Solicitud 1
Expresa como lista numerada, sin las líneas en blanco, solo la parte del listado que empieza en la línea que contiene "Return one point per instance of the stone cross" y termina en la que contiene "[(645, 154)]", ambas incluidas.

Texto para leer
----
Éste es un ejemplo muy extremo de la intromisión gubernamental en los medios de información. Pero la intervención administrativa en temas de comunicación, efectuada de una u otra manera, sigue siendo habitual.

También a escala individual, hasta los más demócratas no se resisten a la tentación de que la información esté a su servicio y no al del conjunto de los ciudadanos. Algunos, por ejemplo, confunden el género de la entrevista informativa con el de un comunicado de prensa, en el que ellos pueden decir unidireccionalmente lo que quieren, en vez de someterse al riesgo dialéctico de la réplica, de la contra pregunta, de la información no verbal que sin darse cuenta ofrecen los entrevistados y de la valoración personal que sobre sus respuestas pueda hacer el periodista.

Un prematuro ejemplo fehaciente de todo ello lo obtuve en Argel, donde fui el primer periodista español que entrevistó a Mario Soares tras haber sido nombrado éste ministro de Asuntos Exteriores de Portugal después de la llamada Revolución de los claveles, en 1973. Soares estaba allí negociando la independencia de Angola con los guerrilleros del MPAIAC, cuya delegación presidía Marcelino Dos Santos. Receloso ante un periodista que ejercía su profesión bajo el régimen franquista, el dirigente socialista portugués me recibió con una arrogante cautela:

–¿Y por qué le interesa a usted todo esto?

–Bueno, no me atrae especialmente lo de las colonias africanas, sino todo lo que pasa en su país. Ya sabe: nosotros esperamos que España tome el mismo rumbo democrático de Portugal y, además, hay muchas cosas comunes entre los dos países. Por ejemplo: el vigente Pacto Ibérico de ayuda mutua que firmaron en su día los dictadores Franco y Salazar.

–Bien, bien -dijo el hombre, ya más relajado, pero sin bajarse de su peana de desdeñosa arrogancia– ¿Y en qué idioma quiere que hagamos la entrevista?
----
Datos mostrados
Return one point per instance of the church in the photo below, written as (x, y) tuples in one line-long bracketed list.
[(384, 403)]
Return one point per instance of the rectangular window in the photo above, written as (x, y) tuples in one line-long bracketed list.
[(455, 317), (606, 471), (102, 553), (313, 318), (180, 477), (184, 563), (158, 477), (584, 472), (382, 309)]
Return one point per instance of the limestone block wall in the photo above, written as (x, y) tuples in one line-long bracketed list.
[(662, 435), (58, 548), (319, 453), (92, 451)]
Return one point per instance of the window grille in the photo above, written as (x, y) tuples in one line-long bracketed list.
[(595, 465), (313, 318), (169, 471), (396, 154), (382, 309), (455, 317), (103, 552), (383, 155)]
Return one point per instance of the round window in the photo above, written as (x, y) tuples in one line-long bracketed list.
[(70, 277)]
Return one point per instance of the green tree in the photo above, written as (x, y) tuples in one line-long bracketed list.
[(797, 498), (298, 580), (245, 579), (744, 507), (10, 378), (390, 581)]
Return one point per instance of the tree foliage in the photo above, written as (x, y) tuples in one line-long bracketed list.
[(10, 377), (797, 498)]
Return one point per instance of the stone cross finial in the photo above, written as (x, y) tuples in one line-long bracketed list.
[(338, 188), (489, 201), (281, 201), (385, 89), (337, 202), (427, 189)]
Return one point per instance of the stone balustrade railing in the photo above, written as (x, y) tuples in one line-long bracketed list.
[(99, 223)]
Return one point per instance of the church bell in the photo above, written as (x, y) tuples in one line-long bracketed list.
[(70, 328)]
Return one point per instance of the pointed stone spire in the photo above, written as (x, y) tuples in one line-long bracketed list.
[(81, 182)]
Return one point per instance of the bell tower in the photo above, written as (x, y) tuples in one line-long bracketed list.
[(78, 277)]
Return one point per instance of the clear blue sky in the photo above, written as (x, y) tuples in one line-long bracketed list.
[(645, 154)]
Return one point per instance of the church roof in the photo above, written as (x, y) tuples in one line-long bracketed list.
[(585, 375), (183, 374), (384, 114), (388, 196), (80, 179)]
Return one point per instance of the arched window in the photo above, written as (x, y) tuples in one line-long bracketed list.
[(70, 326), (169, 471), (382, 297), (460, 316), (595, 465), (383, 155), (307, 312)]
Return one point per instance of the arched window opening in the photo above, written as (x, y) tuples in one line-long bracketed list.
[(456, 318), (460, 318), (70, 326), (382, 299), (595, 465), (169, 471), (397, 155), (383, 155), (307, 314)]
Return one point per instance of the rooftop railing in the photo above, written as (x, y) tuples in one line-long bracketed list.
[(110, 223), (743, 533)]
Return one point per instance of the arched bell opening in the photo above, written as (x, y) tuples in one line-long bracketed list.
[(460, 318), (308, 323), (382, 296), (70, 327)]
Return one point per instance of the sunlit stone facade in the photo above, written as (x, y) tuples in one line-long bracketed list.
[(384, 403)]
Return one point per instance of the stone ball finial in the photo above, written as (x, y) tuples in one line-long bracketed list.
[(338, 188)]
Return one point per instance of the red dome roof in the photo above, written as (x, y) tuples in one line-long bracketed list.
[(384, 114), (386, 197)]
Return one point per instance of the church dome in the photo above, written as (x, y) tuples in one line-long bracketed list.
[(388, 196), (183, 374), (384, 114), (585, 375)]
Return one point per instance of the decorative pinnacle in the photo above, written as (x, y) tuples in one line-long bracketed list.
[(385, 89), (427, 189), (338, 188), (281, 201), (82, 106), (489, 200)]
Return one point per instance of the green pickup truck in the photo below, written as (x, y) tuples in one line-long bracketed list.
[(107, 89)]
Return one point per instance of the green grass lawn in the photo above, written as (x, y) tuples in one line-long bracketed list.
----
Solicitud 2
Resume, por favor, el texto para leer en tres oraciones.

Solución propuesta 1
1. Return one point per instance of the stone cross finial in the photo above, written as (x, y) tuples in one line-long bracketed list.
2. [(338, 188), (489, 201), (281, 201), (385, 89), (337, 202), (427, 189)]
3. Return one point per instance of the stone balustrade railing in the photo above, written as (x, y) tuples in one line-long bracketed list.
4. [(99, 223)]
5. Return one point per instance of the church bell in the photo above, written as (x, y) tuples in one line-long bracketed list.
6. [(70, 328)]
7. Return one point per instance of the pointed stone spire in the photo above, written as (x, y) tuples in one line-long bracketed list.
8. [(81, 182)]
9. Return one point per instance of the bell tower in the photo above, written as (x, y) tuples in one line-long bracketed list.
10. [(78, 277)]
11. Return one point per instance of the clear blue sky in the photo above, written as (x, y) tuples in one line-long bracketed list.
12. [(645, 154)]

Solución propuesta 2
La intervención administrativa en la comunicación sigue siendo habitual, y hasta los más demócratas caen en la tentación de que la información esté a su servicio, confundiendo la entrevista informativa con un comunicado de prensa para no someterse a la réplica ni a la valoración del periodista. Como ejemplo, quien narra recuerda que en Argel fue el primer periodista español en entrevistar a Mario Soares como ministro de Asuntos Exteriores de Portugal, y que este, receloso ante alguien que ejercía bajo el régimen franquista, le preguntó con arrogante cautela por qué le interesaba todo aquello. Tras oír que interesaba lo que pasaba en Portugal y que se esperaba que España tomara el mismo rumbo democrático, Soares se relajó, aunque sin abandonar su arrogancia, y preguntó en qué idioma querían hacer la entrevista.